Segmentation data
---*---
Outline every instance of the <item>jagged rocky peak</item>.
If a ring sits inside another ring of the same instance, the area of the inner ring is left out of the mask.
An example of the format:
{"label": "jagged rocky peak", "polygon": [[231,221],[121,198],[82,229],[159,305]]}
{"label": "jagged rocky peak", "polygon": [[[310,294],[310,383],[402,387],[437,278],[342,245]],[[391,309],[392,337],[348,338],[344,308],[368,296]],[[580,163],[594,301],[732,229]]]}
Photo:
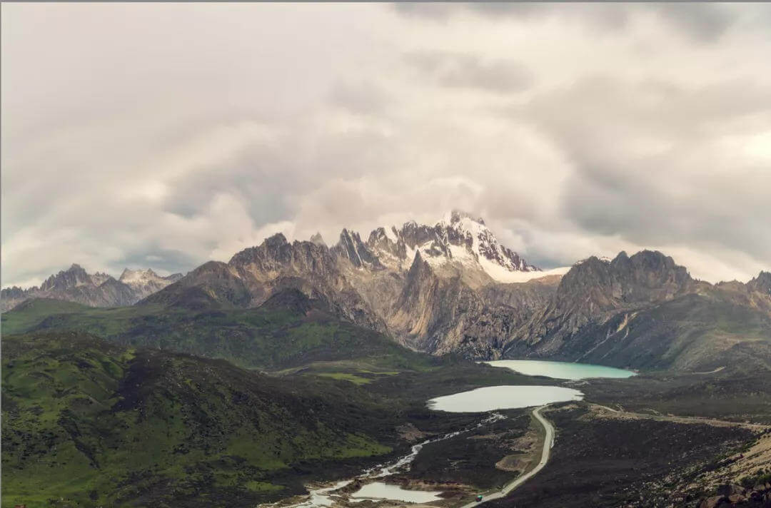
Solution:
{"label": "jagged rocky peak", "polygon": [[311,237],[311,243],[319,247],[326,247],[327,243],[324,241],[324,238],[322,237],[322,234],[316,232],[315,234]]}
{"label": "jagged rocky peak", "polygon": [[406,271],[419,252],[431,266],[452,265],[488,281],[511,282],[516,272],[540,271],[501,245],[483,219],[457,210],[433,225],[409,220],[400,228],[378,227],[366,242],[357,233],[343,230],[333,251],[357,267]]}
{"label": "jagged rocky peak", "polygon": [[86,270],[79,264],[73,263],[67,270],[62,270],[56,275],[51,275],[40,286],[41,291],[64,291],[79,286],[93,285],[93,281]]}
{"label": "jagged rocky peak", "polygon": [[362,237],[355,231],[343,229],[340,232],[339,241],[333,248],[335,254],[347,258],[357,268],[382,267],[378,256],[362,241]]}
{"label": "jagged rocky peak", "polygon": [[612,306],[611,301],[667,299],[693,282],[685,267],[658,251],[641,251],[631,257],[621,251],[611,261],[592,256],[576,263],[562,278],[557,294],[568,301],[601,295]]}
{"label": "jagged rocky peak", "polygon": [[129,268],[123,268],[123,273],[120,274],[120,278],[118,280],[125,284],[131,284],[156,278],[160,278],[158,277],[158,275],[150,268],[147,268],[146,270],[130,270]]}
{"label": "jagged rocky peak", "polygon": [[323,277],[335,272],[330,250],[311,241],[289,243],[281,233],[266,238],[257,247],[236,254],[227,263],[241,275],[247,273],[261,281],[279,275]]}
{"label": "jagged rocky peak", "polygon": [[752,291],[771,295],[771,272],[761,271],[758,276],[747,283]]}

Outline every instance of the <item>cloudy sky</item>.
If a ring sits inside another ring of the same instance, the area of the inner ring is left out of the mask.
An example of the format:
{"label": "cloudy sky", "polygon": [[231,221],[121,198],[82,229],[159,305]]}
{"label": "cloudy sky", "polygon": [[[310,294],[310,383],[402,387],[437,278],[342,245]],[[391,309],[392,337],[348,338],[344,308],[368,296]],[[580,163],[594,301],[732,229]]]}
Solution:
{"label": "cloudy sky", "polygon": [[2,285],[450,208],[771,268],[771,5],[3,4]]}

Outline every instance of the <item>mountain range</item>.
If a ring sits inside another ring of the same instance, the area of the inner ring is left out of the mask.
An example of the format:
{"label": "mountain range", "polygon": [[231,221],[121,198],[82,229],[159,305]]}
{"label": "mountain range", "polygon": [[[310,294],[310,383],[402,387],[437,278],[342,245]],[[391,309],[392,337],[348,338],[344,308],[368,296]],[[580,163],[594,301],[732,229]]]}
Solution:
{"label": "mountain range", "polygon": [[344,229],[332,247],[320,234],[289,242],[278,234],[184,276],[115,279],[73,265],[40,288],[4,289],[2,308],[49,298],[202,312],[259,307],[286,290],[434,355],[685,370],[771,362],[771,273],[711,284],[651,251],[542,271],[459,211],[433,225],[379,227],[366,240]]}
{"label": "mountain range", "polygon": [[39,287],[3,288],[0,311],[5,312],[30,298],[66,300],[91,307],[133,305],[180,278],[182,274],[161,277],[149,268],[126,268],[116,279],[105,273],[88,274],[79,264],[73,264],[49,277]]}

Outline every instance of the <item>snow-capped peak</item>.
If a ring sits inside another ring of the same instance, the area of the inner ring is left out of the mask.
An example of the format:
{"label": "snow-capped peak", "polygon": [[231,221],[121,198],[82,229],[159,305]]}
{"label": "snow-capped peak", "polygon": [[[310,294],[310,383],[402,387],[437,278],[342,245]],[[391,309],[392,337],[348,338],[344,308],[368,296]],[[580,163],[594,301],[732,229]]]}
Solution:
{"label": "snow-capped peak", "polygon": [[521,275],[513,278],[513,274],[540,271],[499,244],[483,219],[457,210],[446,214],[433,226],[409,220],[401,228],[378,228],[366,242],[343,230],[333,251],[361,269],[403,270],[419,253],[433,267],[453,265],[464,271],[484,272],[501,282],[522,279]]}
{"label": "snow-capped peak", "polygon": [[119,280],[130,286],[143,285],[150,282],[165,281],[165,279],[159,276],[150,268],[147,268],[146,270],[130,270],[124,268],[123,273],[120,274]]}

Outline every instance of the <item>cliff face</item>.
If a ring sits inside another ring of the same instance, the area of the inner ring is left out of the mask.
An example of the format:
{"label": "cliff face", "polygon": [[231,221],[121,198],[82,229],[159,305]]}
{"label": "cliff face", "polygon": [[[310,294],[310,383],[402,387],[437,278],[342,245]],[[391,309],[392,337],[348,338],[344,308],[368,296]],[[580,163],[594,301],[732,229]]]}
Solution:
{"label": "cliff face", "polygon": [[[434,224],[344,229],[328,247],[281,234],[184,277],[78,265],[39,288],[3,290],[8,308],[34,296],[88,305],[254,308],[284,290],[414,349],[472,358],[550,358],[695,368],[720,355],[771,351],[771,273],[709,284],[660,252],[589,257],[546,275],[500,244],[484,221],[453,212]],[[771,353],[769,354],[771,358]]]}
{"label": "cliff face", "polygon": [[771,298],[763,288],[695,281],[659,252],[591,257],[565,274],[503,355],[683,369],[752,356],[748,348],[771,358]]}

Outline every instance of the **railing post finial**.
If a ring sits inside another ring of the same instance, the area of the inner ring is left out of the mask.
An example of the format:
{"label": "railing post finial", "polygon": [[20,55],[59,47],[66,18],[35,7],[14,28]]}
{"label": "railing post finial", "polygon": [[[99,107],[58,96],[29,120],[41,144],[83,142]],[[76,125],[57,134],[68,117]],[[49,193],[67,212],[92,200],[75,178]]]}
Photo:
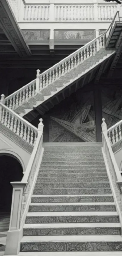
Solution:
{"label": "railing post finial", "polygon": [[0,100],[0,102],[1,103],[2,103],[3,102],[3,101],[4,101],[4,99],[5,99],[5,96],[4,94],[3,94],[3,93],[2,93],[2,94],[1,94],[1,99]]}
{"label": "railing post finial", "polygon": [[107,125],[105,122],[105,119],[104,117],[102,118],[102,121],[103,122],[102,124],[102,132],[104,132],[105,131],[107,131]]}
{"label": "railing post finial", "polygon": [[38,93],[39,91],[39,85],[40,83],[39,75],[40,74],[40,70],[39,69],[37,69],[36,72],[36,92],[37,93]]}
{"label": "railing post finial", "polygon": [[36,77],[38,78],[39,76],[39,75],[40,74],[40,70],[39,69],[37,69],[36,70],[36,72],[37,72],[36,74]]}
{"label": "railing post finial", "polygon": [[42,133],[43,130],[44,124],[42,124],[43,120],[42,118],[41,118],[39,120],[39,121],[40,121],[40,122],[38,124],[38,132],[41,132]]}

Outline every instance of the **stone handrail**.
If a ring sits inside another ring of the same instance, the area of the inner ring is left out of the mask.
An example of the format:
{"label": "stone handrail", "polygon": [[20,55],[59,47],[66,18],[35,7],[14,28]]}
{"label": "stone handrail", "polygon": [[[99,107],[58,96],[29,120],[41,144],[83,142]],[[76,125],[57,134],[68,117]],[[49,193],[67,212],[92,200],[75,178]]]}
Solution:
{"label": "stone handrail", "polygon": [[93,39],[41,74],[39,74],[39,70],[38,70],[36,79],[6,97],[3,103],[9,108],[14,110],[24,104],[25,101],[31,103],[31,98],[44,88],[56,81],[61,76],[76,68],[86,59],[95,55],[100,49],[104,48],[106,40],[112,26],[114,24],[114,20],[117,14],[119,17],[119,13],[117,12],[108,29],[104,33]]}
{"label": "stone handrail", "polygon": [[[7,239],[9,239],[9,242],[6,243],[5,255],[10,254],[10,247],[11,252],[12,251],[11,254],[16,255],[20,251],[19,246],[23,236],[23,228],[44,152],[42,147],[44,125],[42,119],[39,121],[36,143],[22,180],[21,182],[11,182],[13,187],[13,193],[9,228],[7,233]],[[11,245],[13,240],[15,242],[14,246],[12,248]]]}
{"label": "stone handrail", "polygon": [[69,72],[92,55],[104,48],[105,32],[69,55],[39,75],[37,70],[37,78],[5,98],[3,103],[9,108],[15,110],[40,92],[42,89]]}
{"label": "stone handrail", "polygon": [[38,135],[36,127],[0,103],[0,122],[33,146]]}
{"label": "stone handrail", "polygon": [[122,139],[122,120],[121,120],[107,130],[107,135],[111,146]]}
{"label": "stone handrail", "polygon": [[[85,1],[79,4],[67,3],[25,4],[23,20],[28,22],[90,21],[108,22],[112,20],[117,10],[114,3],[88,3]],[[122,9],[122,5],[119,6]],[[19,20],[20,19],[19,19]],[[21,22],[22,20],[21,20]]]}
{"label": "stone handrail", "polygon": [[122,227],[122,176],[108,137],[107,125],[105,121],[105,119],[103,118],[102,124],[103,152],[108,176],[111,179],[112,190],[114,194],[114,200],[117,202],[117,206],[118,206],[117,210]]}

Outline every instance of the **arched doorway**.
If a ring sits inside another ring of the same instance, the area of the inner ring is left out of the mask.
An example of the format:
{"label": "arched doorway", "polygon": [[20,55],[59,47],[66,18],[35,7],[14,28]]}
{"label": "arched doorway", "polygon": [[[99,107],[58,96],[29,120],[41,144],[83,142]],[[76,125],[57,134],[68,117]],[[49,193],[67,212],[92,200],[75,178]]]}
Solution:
---*---
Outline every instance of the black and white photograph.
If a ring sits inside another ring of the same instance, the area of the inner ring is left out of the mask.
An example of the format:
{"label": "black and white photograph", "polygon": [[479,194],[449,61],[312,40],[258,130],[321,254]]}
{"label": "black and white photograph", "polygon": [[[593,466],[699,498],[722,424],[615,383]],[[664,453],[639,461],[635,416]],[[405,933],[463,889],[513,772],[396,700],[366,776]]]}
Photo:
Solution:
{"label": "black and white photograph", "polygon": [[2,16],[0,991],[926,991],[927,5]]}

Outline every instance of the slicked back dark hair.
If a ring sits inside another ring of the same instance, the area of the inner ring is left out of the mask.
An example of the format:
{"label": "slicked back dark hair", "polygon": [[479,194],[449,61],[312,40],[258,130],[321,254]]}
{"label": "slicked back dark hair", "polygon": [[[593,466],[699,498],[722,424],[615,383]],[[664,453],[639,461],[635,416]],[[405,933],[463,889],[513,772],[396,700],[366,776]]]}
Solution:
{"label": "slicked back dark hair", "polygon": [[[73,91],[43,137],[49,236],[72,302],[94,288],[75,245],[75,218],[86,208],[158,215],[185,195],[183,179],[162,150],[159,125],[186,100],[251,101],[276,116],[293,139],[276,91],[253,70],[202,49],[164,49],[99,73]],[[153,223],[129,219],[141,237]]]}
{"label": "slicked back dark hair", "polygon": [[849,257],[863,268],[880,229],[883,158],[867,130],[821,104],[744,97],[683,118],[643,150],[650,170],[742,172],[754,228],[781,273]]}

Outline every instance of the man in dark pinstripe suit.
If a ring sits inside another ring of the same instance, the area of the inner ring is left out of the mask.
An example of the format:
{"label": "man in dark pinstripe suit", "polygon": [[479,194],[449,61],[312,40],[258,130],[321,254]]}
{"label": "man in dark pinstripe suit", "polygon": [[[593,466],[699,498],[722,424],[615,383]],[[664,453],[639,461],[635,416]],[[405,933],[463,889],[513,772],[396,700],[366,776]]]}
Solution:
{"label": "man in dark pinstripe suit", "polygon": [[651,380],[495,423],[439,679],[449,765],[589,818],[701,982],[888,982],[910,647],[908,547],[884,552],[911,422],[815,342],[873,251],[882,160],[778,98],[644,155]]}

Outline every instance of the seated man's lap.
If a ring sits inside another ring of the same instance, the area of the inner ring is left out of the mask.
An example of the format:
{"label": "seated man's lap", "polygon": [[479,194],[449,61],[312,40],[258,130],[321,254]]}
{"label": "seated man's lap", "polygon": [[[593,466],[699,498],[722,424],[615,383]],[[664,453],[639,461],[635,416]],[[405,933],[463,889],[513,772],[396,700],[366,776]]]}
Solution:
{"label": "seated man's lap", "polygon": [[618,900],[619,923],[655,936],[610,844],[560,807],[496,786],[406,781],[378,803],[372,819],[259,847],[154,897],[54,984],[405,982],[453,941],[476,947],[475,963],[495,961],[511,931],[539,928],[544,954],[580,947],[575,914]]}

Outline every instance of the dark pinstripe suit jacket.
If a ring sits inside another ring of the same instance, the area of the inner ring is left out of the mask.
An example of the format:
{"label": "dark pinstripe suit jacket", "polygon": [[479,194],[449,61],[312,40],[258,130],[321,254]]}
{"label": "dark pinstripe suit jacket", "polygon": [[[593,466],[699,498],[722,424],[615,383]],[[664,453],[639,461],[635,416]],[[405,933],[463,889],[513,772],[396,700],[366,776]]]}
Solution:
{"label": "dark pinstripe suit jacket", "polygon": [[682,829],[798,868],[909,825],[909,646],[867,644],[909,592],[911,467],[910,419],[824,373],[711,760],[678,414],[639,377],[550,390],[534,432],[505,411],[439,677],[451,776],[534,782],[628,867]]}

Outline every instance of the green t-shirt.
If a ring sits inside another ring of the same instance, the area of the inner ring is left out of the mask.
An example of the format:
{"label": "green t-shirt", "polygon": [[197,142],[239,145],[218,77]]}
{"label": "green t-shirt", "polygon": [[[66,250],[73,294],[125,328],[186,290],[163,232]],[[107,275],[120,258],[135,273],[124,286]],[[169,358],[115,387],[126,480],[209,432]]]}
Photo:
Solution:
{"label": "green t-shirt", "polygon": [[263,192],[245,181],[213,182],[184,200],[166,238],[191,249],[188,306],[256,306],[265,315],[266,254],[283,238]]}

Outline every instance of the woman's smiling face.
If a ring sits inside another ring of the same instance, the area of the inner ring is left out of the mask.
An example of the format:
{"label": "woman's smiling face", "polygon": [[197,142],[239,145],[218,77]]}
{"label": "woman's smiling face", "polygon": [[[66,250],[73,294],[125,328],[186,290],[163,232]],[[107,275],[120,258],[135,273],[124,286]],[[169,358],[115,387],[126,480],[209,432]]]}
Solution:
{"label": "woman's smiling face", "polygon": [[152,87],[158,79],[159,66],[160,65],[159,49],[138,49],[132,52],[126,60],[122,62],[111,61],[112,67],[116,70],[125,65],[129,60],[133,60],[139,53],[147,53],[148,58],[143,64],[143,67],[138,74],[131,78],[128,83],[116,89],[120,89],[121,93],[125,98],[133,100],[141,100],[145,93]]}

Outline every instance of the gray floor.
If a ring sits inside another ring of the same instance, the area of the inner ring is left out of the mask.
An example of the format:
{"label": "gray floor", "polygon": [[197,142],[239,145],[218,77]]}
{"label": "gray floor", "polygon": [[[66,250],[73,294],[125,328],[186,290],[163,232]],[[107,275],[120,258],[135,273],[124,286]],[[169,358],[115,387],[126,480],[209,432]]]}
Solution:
---*---
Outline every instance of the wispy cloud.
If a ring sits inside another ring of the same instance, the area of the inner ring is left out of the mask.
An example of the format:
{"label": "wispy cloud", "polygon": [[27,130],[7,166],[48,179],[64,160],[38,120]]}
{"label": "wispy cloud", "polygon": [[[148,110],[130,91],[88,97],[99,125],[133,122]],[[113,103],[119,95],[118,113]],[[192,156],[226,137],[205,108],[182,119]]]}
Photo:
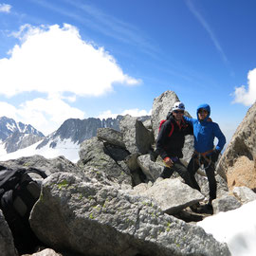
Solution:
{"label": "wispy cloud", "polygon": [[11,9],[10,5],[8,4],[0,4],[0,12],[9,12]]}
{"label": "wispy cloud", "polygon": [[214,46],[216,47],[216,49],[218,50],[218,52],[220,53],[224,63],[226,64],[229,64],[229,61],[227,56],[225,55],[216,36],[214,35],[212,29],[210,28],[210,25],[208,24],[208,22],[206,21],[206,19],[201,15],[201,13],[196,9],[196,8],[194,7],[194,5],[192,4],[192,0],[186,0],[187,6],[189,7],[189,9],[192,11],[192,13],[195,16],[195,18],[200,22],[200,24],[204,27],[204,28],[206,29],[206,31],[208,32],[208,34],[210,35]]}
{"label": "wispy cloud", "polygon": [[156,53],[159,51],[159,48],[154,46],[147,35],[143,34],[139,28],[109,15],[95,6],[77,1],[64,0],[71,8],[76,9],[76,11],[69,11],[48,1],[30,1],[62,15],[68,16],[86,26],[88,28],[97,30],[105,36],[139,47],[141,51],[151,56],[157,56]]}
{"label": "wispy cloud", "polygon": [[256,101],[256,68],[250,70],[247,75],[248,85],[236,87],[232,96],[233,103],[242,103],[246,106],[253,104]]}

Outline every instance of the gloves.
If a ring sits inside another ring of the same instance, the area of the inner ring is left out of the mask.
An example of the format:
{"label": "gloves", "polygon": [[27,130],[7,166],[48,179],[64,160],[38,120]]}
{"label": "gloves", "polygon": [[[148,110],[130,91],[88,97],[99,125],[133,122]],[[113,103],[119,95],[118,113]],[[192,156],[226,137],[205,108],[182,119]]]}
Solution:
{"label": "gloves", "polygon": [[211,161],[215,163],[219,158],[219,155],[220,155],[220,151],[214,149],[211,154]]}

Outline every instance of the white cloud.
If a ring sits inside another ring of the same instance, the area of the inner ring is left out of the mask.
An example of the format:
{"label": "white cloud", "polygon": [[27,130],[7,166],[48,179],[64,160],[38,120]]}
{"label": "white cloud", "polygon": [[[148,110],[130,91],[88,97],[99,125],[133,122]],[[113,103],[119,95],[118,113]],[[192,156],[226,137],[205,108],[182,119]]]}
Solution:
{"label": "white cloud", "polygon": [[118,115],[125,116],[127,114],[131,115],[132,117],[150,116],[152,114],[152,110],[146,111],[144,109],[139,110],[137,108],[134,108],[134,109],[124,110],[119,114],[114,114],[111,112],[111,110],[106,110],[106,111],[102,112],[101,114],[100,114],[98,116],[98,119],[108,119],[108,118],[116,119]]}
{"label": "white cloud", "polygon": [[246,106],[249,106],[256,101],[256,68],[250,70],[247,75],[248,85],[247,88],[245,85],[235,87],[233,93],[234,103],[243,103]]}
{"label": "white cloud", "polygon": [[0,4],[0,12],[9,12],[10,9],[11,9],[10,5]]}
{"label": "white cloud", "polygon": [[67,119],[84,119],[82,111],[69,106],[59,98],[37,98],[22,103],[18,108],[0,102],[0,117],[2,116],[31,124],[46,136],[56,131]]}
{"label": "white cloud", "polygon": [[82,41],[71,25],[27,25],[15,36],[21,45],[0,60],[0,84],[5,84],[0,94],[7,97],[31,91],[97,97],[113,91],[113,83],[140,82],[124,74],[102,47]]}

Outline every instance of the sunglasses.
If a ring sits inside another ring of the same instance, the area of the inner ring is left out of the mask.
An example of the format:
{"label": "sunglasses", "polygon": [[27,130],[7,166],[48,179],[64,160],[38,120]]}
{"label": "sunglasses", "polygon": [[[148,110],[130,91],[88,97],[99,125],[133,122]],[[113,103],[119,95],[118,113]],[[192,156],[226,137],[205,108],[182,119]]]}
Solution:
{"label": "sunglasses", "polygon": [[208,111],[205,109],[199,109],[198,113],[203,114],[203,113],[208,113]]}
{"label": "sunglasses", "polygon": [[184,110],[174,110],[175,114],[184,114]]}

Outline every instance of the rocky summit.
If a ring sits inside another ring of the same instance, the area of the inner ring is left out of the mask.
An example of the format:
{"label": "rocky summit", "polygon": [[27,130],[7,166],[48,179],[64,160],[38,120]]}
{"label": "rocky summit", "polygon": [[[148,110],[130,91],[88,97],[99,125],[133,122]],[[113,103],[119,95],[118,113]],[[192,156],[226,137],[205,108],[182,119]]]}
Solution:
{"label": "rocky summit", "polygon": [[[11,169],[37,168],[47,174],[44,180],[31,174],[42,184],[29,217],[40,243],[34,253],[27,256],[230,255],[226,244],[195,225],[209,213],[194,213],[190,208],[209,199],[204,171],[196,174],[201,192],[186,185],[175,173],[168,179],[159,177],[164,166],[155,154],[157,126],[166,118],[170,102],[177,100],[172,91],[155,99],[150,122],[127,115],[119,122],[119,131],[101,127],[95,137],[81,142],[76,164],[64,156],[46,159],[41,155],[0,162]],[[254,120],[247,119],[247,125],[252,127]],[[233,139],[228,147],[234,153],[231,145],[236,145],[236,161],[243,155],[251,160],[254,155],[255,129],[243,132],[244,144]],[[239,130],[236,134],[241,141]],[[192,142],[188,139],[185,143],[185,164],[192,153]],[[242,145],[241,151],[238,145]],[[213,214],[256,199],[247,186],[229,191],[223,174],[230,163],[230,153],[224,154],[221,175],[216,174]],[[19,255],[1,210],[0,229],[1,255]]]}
---*---
Count the lines in the segmentation data above that contain the string "shirt".

4